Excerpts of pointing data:
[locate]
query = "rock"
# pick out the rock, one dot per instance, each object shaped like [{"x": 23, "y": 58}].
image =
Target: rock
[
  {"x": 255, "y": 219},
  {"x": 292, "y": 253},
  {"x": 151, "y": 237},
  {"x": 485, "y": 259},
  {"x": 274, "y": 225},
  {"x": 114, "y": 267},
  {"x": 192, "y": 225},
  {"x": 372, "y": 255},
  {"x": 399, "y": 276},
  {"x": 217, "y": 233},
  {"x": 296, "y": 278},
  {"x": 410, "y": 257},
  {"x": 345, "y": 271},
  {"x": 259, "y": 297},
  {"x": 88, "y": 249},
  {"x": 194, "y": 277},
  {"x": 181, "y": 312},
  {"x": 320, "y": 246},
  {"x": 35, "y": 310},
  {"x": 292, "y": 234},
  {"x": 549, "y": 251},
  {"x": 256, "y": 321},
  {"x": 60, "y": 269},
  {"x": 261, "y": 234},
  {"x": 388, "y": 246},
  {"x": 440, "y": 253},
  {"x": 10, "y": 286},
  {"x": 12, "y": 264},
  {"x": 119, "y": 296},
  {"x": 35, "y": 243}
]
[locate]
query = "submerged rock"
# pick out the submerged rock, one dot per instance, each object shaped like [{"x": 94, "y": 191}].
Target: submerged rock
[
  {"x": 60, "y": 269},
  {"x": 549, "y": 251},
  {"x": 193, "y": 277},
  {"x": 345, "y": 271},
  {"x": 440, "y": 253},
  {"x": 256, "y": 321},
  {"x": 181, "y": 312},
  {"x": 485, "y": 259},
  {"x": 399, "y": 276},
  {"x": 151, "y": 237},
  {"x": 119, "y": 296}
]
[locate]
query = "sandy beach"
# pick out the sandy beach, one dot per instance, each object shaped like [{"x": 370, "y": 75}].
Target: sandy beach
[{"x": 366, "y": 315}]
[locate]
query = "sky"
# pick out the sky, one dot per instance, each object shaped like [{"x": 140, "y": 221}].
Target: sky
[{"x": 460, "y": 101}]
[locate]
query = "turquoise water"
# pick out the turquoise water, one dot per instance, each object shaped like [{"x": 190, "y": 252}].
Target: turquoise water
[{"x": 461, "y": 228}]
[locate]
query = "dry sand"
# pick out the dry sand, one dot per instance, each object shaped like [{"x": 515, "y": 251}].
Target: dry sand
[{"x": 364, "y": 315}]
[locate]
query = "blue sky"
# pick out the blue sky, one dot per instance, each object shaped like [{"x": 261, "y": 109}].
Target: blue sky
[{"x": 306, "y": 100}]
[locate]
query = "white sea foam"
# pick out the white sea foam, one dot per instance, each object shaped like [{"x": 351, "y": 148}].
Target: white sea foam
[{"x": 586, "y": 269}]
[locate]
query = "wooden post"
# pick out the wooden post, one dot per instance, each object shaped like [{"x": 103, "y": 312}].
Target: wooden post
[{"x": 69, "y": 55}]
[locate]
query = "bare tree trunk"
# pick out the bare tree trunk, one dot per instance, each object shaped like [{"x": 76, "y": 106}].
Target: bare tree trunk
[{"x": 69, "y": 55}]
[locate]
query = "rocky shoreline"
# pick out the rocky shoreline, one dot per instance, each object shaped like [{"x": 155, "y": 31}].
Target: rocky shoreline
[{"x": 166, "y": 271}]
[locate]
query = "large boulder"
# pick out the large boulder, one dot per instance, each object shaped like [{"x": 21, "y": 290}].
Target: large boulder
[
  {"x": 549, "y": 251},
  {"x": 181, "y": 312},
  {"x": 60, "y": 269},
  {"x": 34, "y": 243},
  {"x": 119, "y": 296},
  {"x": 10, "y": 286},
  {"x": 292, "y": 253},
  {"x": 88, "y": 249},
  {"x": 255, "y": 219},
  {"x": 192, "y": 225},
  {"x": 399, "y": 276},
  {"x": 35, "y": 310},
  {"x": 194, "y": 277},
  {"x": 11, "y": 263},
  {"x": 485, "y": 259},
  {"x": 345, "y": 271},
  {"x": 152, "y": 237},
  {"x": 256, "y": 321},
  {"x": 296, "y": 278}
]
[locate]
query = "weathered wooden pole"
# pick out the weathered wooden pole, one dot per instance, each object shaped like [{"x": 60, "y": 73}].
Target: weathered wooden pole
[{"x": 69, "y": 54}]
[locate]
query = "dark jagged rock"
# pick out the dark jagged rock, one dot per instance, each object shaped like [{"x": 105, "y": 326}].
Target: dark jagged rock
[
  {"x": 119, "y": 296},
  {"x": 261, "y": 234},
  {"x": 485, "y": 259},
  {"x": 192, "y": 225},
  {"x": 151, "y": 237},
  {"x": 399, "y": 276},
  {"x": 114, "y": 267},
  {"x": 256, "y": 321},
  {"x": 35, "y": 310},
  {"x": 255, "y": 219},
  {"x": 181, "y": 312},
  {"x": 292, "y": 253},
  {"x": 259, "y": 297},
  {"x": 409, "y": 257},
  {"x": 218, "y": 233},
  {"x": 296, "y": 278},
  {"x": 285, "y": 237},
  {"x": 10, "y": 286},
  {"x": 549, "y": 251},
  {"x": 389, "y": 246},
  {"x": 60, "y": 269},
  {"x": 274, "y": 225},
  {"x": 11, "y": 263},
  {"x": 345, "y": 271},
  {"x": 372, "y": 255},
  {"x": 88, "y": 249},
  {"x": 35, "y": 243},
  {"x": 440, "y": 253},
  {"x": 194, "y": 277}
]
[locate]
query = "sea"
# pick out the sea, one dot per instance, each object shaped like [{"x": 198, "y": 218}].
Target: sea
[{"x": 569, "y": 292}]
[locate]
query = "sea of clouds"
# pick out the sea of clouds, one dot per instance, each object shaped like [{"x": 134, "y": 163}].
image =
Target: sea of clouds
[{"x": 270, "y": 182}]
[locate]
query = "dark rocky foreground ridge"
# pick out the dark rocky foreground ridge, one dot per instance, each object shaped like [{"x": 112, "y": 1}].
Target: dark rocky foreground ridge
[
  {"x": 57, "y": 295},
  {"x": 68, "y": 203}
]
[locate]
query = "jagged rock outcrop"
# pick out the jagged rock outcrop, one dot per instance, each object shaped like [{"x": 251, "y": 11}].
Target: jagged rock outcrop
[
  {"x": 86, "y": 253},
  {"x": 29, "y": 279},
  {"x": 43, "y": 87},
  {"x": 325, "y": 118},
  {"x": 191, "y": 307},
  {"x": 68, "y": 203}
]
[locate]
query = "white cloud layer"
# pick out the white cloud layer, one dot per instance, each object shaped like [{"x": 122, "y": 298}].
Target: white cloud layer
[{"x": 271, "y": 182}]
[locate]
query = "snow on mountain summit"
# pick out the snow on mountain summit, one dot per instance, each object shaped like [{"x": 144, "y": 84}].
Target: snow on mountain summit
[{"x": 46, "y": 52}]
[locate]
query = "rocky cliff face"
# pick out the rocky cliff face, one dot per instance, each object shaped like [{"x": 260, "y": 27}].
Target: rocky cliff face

The request: Take the entries above and transcribe them exactly.

Task result:
[locate]
query = "rock"
# pick out the rock, one dot per instance, each object shaped like [{"x": 23, "y": 58}].
image =
Target: rock
[
  {"x": 255, "y": 219},
  {"x": 292, "y": 253},
  {"x": 151, "y": 237},
  {"x": 485, "y": 259},
  {"x": 274, "y": 225},
  {"x": 114, "y": 267},
  {"x": 192, "y": 225},
  {"x": 372, "y": 255},
  {"x": 399, "y": 276},
  {"x": 217, "y": 233},
  {"x": 296, "y": 278},
  {"x": 410, "y": 257},
  {"x": 345, "y": 271},
  {"x": 259, "y": 297},
  {"x": 88, "y": 249},
  {"x": 194, "y": 277},
  {"x": 181, "y": 312},
  {"x": 320, "y": 246},
  {"x": 35, "y": 310},
  {"x": 292, "y": 234},
  {"x": 549, "y": 251},
  {"x": 256, "y": 321},
  {"x": 60, "y": 269},
  {"x": 261, "y": 234},
  {"x": 388, "y": 246},
  {"x": 440, "y": 253},
  {"x": 10, "y": 286},
  {"x": 12, "y": 264},
  {"x": 119, "y": 296},
  {"x": 35, "y": 243}
]
[locate]
query = "submerged rock"
# pick out the submerged rock, one dot per instance, each object shaped like [{"x": 94, "y": 191}].
Target: submerged rock
[
  {"x": 60, "y": 269},
  {"x": 549, "y": 251},
  {"x": 193, "y": 277},
  {"x": 345, "y": 271},
  {"x": 440, "y": 253},
  {"x": 256, "y": 321},
  {"x": 181, "y": 312},
  {"x": 485, "y": 259},
  {"x": 399, "y": 276},
  {"x": 151, "y": 237},
  {"x": 119, "y": 296}
]
[locate]
query = "sandy beach"
# pick out the sandy beach, one dot per instance, each object shaped like [{"x": 370, "y": 75}].
Target: sandy beach
[{"x": 366, "y": 315}]
[locate]
query = "sky"
# pick out the sky, one dot per instance, each object shaped like [{"x": 140, "y": 221}].
Target: sky
[{"x": 460, "y": 101}]
[locate]
query = "turquoise water"
# pick out the turquoise water, one dot per instance, each object shaped like [{"x": 190, "y": 252}].
Target: turquoise water
[{"x": 461, "y": 228}]
[locate]
query = "dry sand"
# pick out the dry sand, one dot per instance, each object shaped like [{"x": 515, "y": 251}].
Target: dry sand
[{"x": 364, "y": 315}]
[locate]
query = "blue sky"
# pick out the blue sky, one dot per instance, each object shaped like [{"x": 261, "y": 109}].
Target: blue sky
[{"x": 306, "y": 100}]
[locate]
query = "white sea foam"
# pick out the white sea foam, one dot per instance, each object shaped like [{"x": 351, "y": 148}].
Target: white sea foam
[{"x": 586, "y": 269}]
[locate]
query = "wooden post"
# pick out the wooden post, one dot per instance, each object shaped like [{"x": 103, "y": 312}].
Target: wooden post
[{"x": 69, "y": 55}]
[locate]
query = "bare tree trunk"
# pick out the bare tree trunk, one dot per instance, each object shaped like [{"x": 76, "y": 106}].
Target: bare tree trunk
[{"x": 69, "y": 55}]
[locate]
query = "rocky shoreline"
# pick out the rocky shoreline, one dot per instance, each object shaped like [{"x": 155, "y": 31}].
Target: rocky shoreline
[{"x": 166, "y": 271}]
[locate]
query = "large boulder"
# pick out the large boulder, one dot per instance, each object shaped like [{"x": 21, "y": 290}].
Target: large boulder
[
  {"x": 549, "y": 251},
  {"x": 181, "y": 312},
  {"x": 60, "y": 269},
  {"x": 34, "y": 243},
  {"x": 119, "y": 296},
  {"x": 10, "y": 286},
  {"x": 292, "y": 253},
  {"x": 88, "y": 249},
  {"x": 255, "y": 219},
  {"x": 192, "y": 225},
  {"x": 399, "y": 276},
  {"x": 35, "y": 310},
  {"x": 194, "y": 277},
  {"x": 11, "y": 263},
  {"x": 485, "y": 259},
  {"x": 345, "y": 271},
  {"x": 152, "y": 237},
  {"x": 256, "y": 321},
  {"x": 296, "y": 278}
]
[locate]
query = "weathered wooden pole"
# pick out the weathered wooden pole, one dot per instance, each object shaped like [{"x": 60, "y": 73}].
Target: weathered wooden pole
[{"x": 69, "y": 54}]
[locate]
query = "dark jagged rock"
# pick out the dark jagged rock, one dot per instance, each object shaped like [{"x": 105, "y": 326}].
Target: dark jagged rock
[
  {"x": 119, "y": 296},
  {"x": 261, "y": 234},
  {"x": 485, "y": 259},
  {"x": 192, "y": 225},
  {"x": 151, "y": 237},
  {"x": 399, "y": 276},
  {"x": 114, "y": 267},
  {"x": 256, "y": 321},
  {"x": 35, "y": 310},
  {"x": 255, "y": 219},
  {"x": 181, "y": 312},
  {"x": 292, "y": 253},
  {"x": 259, "y": 297},
  {"x": 409, "y": 257},
  {"x": 218, "y": 233},
  {"x": 296, "y": 278},
  {"x": 285, "y": 237},
  {"x": 10, "y": 286},
  {"x": 549, "y": 251},
  {"x": 389, "y": 246},
  {"x": 60, "y": 269},
  {"x": 274, "y": 225},
  {"x": 11, "y": 263},
  {"x": 345, "y": 271},
  {"x": 372, "y": 255},
  {"x": 88, "y": 249},
  {"x": 35, "y": 243},
  {"x": 440, "y": 253},
  {"x": 194, "y": 277}
]
[locate]
query = "sea"
# pick out the sea, one dot per instance, each object shaped like [{"x": 198, "y": 218}].
Target: sea
[{"x": 569, "y": 292}]
[locate]
query = "sea of clouds"
# pick out the sea of clouds, one dot per instance, each object shaped like [{"x": 134, "y": 163}].
image =
Target: sea of clouds
[{"x": 270, "y": 182}]
[locate]
query = "dark rocky foreground ridge"
# pick out the dark rocky foreground ridge, one dot per instance, each object shaped like [{"x": 112, "y": 1}].
Target: dark rocky foreground ridge
[
  {"x": 57, "y": 295},
  {"x": 68, "y": 203}
]
[locate]
query = "jagged rock outcrop"
# pick out the jagged rock outcrop, one dot per instance, each object shaped like [{"x": 251, "y": 11}].
Target: jagged rock outcrop
[
  {"x": 86, "y": 253},
  {"x": 29, "y": 279},
  {"x": 43, "y": 87},
  {"x": 325, "y": 118},
  {"x": 191, "y": 307},
  {"x": 68, "y": 203}
]
[locate]
query = "white cloud layer"
# pick out the white cloud layer, one dot per instance, each object shaped like [{"x": 122, "y": 298}].
Target: white cloud layer
[{"x": 271, "y": 182}]
[locate]
query = "snow on mountain summit"
# pick out the snow on mountain summit, one dot per instance, each object shaped like [{"x": 144, "y": 84}].
Target: snow on mountain summit
[{"x": 46, "y": 52}]
[locate]
query = "rocky cliff face"
# pick out the rocky cliff face, one dot per instance, each object shaped like [{"x": 260, "y": 27}].
Target: rocky cliff face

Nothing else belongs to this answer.